=== What you will do ===
Reproduce the material below from the line containing "Wildlife-survey tagging: tag each instance of the truck side" through the last line, both included, keeping the requests as they are and shifting every coordinate number in the answers by -23. Give only those lines.

=== Records provided ===
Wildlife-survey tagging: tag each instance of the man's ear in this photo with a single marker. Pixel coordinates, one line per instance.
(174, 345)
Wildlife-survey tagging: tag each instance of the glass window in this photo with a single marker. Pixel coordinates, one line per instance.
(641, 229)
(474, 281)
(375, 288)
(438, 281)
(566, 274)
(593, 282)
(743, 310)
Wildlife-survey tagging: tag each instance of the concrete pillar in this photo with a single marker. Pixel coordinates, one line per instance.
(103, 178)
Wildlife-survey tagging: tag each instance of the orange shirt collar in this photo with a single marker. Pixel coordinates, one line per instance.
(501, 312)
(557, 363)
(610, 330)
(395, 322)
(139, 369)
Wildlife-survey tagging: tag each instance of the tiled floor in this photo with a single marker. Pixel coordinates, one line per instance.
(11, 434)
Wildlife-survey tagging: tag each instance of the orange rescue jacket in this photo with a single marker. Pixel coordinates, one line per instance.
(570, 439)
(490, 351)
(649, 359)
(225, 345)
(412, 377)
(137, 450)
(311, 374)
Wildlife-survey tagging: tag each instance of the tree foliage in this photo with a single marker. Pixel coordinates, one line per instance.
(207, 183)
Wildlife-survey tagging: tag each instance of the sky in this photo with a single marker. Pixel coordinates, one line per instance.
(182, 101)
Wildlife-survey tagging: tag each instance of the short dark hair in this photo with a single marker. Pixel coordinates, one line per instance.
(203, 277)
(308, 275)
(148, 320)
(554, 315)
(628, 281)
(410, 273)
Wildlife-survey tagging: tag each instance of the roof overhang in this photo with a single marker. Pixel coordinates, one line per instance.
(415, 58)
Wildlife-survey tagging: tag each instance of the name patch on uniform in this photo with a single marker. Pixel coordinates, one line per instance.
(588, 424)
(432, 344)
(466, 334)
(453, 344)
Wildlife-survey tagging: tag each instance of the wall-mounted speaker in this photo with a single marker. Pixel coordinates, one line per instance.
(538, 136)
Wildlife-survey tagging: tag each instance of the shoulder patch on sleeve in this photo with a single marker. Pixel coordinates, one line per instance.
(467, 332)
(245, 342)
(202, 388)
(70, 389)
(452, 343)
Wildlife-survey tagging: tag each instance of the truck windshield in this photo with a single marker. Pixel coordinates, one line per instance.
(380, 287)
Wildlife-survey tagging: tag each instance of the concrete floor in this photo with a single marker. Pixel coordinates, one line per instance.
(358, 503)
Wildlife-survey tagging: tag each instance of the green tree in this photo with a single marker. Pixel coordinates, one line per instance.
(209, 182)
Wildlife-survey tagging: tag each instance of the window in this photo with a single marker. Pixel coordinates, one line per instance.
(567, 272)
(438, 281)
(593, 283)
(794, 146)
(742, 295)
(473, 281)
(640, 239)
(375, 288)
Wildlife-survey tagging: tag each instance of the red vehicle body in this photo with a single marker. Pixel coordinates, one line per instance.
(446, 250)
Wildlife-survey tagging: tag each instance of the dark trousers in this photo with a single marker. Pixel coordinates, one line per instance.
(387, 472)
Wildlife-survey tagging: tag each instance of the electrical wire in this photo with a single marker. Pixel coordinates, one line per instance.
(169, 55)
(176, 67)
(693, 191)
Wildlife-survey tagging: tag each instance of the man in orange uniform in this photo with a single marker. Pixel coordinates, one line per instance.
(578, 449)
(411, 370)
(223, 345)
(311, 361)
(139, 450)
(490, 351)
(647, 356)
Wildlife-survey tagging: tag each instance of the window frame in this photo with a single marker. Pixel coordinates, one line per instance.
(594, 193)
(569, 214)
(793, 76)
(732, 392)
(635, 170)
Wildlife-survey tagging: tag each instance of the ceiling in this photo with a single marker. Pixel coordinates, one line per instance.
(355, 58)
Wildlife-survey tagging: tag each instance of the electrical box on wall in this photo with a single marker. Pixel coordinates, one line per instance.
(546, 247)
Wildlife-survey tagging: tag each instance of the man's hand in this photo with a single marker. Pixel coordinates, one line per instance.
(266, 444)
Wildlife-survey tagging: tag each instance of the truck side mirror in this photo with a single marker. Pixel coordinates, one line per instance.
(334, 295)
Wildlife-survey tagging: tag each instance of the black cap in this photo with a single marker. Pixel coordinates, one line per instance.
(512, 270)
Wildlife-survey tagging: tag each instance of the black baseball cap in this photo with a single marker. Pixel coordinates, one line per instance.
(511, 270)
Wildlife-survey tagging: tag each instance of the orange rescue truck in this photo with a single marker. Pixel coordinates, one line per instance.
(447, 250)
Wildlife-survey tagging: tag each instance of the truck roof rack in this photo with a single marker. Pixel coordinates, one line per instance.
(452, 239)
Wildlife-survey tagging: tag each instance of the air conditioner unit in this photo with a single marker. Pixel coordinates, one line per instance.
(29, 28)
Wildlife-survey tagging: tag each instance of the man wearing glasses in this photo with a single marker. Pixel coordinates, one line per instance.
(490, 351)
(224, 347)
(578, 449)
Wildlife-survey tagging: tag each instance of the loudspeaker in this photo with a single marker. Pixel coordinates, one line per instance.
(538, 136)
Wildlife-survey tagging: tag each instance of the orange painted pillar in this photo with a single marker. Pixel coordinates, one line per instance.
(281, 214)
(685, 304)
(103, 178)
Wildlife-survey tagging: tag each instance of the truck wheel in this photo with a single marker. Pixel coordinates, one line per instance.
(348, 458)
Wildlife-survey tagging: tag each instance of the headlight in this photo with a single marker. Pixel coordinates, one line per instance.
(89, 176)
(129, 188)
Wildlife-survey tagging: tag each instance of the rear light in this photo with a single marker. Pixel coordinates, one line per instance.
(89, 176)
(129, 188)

=== Completed task ===
Wildlife-survey tagging: tag each instance of the truck side mirror in this photo with a single marker. Pixel coordinates, one line per instance.
(311, 272)
Wildlife-survey tagging: tag each instance of the black cap in this photo with a single marker. Pixel coordinates, one line per instance.
(489, 247)
Wildlife-survey tagging: tag each instance of the black baseball cap in this photo with a single marker. Pixel coordinates, one line per instance.
(488, 247)
Wildlife-survey tagging: tag each instance of the orange rescue truck in this photo with a single marker. Pixel coordinates, one line per instance.
(424, 227)
Wildlife-survey tagging: tag each instance of the truck roof rack in this photo with a single marker. Pixel coordinates, one line per instance.
(429, 216)
Wildlife-survey tagging: tag each instance of the air conditioner unit in this photo with a single marker. Pixel coordinates, one line per instance.
(6, 5)
Wildlife-survey tagging: tag each instance of the man wearing glasses in this photo with a single marker. Pixel coordinates, one line per instance.
(467, 328)
(201, 324)
(555, 426)
Wildlife-survey tagging: tag each instance of the loudspeaker in this photo with a single marker. Pixel coordinates, one line per instance.
(515, 113)
Wildlife-survey tagging: tag each instance of the orange painted pillar in this photo with a single marker. Pixel coordinates, one line per instance.
(258, 191)
(662, 281)
(80, 155)
Wildlife-survey tagging: tag each instance of the truck wheel in this photo with a single marker. Pixel coordinates, one line per instance.
(325, 435)
Wildlife-survey tagging: tag each instance of the headlight in this photo with a single marker. Pixel coordinates, one line per instance.
(66, 153)
(106, 165)
Wildlife-survey tagging: tag each instance of the rear light in this photo with a single marker. Pixel coordinates, one line per instance.
(66, 153)
(106, 165)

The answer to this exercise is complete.